Referring expression pointing data

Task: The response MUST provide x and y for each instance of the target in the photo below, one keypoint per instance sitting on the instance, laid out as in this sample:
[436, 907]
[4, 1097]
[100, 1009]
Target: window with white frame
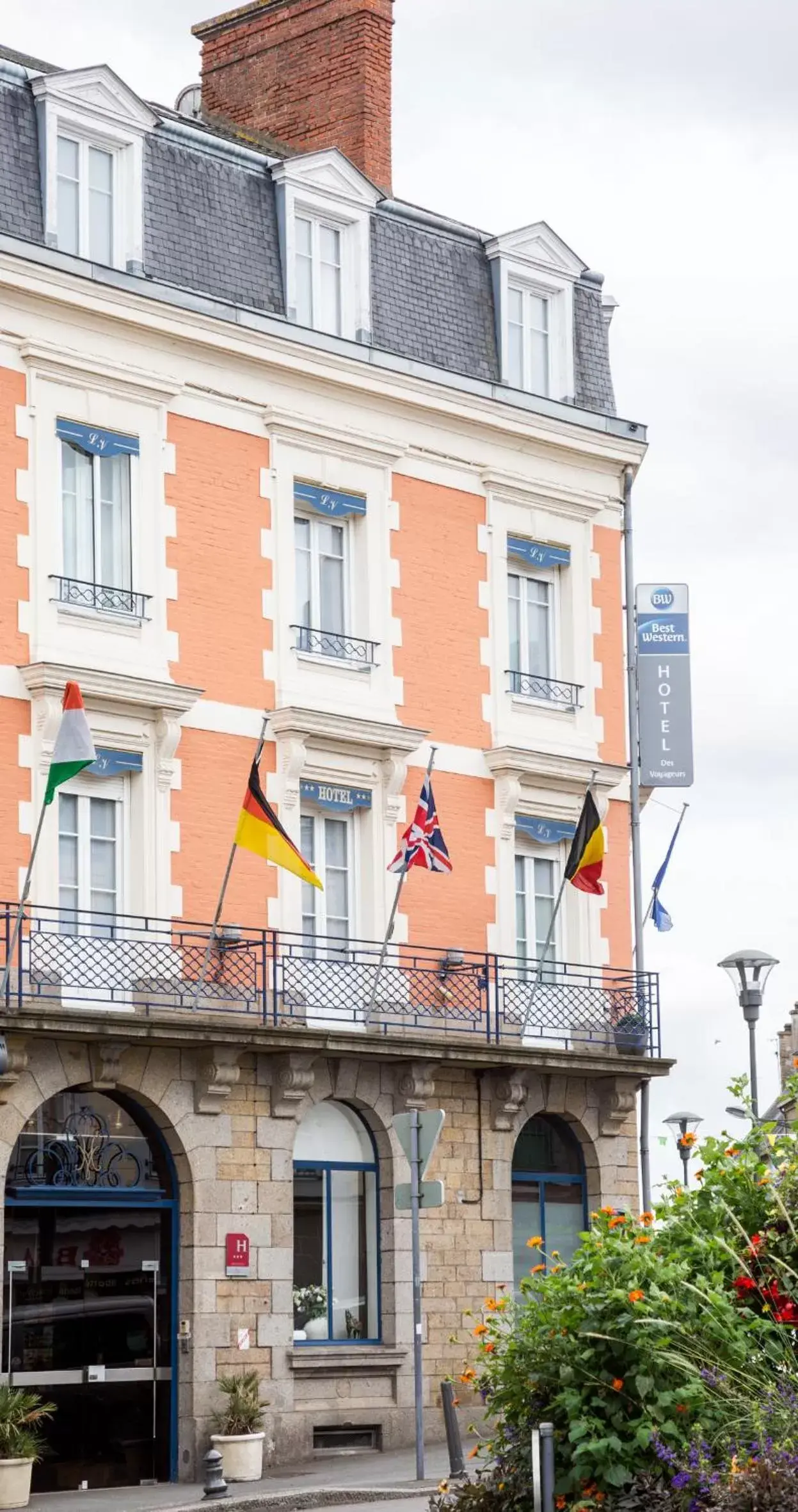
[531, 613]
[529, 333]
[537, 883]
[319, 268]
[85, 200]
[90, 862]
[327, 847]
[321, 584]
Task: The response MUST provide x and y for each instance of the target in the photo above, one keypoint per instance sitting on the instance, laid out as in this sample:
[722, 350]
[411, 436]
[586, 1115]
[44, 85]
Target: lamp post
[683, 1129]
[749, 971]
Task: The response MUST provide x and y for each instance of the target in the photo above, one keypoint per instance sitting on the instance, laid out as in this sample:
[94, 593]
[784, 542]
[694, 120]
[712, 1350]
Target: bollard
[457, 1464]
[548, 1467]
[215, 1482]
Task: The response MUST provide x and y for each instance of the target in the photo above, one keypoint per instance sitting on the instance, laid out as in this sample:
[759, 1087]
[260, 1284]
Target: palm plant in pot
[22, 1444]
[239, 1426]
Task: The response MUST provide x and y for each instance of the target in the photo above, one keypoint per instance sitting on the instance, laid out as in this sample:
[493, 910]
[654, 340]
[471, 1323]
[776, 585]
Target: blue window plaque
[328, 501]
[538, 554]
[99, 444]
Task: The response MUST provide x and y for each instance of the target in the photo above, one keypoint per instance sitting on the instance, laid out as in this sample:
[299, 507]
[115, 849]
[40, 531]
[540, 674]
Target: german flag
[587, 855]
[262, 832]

Work to be completed: Every last line above must be reproduced as written, and no pictures belong in the copy.

Task result:
Task: The response MUST provide x and y for each instance of the target in the photo below, one keypoint per instance sitting on the instance, laid out as in this sample:
[436, 907]
[4, 1097]
[100, 1009]
Target: window with white frame
[531, 613]
[529, 333]
[537, 883]
[319, 268]
[85, 200]
[90, 862]
[327, 847]
[321, 584]
Task: The response MUST provide x and y for each instance of the target in the photo above, one keypoint per instance sitting on the instance, laid out as in this sample:
[722, 350]
[411, 436]
[586, 1115]
[44, 85]
Target: lamp post
[683, 1129]
[749, 971]
Task: The response MUST provide x and y for each instance of the target in the photo above, one keypoint per instance sitting on the instance, laid out as in this sample:
[94, 593]
[784, 542]
[694, 120]
[712, 1350]
Target: bollard
[457, 1464]
[548, 1467]
[215, 1482]
Task: The response MUST provide x and y for each instance of the target in the photo above, one keypoint per instance sitting on the instance, laid out as in this sample:
[759, 1087]
[260, 1284]
Target: palm plant in pot
[22, 1444]
[239, 1426]
Task: The response MUST provide x and y for each instance of the target in the photo above, one keypoint per instance sitting on the instance, laid out as in this sample:
[493, 910]
[654, 340]
[471, 1323]
[776, 585]
Target: blue window plaque
[328, 501]
[538, 554]
[99, 444]
Task: The response MUST provide x and y for each instance of the target in the photo above, one keypoint per instance sitting on the instance, laid out as in this sample:
[299, 507]
[115, 849]
[40, 531]
[540, 674]
Target: german flag
[587, 855]
[262, 832]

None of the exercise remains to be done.